• WORK INSTRUCTION: Whichever lines include the word "below", copy them as they appear in the data.

[Start of section]

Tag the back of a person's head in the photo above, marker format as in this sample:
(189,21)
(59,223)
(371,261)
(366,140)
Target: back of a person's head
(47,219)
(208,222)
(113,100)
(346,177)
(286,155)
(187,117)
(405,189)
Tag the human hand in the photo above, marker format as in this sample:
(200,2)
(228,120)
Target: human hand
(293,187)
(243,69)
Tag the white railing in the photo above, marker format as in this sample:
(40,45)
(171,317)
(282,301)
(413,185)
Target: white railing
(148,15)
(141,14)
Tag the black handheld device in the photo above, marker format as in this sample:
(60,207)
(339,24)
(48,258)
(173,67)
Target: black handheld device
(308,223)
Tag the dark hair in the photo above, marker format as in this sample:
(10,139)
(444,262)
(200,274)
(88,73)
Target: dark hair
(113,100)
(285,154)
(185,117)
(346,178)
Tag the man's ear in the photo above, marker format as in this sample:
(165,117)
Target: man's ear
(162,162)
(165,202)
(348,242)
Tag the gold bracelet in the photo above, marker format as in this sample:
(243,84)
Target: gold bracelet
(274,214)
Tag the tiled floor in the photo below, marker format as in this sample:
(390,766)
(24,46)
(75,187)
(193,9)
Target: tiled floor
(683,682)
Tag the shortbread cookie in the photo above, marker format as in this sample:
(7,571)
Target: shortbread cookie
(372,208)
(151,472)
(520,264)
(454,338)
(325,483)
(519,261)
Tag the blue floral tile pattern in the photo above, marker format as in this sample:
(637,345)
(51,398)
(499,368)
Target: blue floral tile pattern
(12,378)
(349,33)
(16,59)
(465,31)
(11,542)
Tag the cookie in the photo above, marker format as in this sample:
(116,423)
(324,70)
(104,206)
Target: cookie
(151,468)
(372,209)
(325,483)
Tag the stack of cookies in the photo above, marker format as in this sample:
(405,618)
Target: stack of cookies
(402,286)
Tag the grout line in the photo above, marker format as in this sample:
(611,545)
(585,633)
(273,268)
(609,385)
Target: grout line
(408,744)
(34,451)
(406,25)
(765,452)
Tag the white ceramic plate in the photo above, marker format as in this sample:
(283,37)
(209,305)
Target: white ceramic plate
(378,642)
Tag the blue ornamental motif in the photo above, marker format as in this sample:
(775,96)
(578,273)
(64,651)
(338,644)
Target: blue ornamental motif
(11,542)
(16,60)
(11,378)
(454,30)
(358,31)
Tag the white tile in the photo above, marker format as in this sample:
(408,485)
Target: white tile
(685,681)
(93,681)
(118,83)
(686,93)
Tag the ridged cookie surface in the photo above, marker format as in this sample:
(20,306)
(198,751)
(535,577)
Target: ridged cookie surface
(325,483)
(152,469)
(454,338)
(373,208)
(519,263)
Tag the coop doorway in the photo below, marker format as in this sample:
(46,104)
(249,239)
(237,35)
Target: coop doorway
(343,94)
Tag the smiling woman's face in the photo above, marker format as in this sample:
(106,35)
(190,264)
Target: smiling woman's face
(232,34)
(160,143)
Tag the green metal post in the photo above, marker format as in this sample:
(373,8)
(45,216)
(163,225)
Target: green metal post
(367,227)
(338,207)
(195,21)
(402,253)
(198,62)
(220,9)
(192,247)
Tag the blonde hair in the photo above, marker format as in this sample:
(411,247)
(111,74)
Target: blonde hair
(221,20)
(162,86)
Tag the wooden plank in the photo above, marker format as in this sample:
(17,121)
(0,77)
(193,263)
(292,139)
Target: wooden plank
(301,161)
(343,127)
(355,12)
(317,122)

[End of section]

• RESPONSE FOR THIS EXERCISE:
Tag the tiled floor in the photo below, marker format as in this sample:
Tag the coop doorway in the photo below, marker format as in this sample:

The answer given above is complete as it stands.